ASSIGNMENT:
Write out again, exactly as they stand, the line that includes "The component shall return one point per instance of the porch" and all remaining lines of the entries.

(Referring expression data)
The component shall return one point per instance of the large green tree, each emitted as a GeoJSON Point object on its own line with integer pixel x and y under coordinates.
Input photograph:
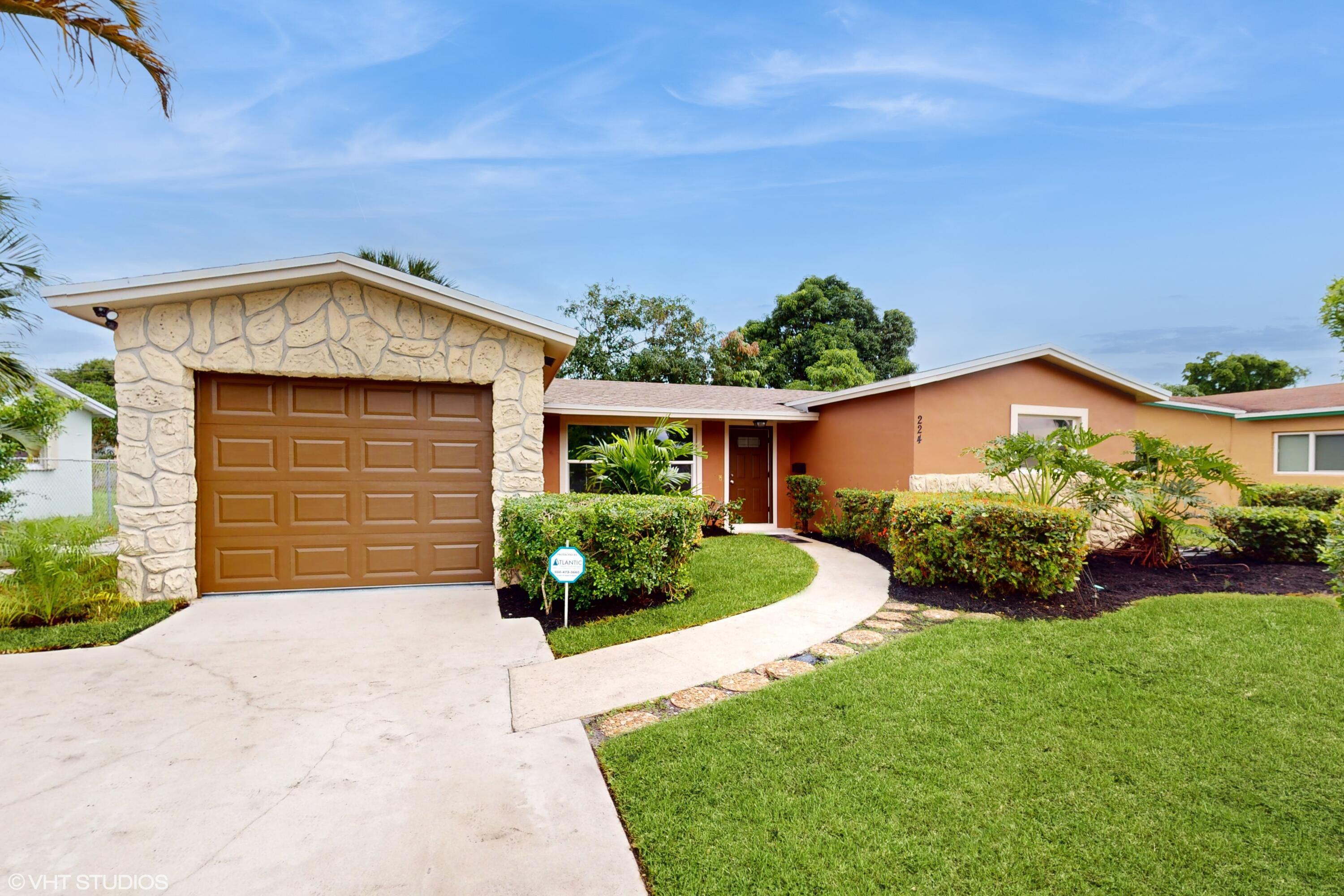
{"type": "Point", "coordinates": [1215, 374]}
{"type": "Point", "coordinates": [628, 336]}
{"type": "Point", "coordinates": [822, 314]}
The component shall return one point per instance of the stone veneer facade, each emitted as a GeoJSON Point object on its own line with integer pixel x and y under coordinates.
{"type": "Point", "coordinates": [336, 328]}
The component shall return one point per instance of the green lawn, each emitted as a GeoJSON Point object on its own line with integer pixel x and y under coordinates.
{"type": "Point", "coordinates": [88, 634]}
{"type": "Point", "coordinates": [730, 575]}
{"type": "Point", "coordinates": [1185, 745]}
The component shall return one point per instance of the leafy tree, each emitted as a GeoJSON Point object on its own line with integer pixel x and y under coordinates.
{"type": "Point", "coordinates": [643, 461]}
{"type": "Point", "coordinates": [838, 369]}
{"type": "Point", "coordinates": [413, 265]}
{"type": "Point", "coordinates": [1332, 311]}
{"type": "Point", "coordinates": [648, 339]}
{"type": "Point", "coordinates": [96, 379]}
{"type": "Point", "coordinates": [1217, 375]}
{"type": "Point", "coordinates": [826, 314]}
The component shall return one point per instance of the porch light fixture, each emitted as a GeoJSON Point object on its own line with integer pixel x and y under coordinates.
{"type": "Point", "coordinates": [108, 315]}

COMPLETED TASK:
The component shall return one point per instance of the porch light fixture, each emitted as a GeoJSON Point object on its own line with integer pixel x and y under coordinates.
{"type": "Point", "coordinates": [108, 315]}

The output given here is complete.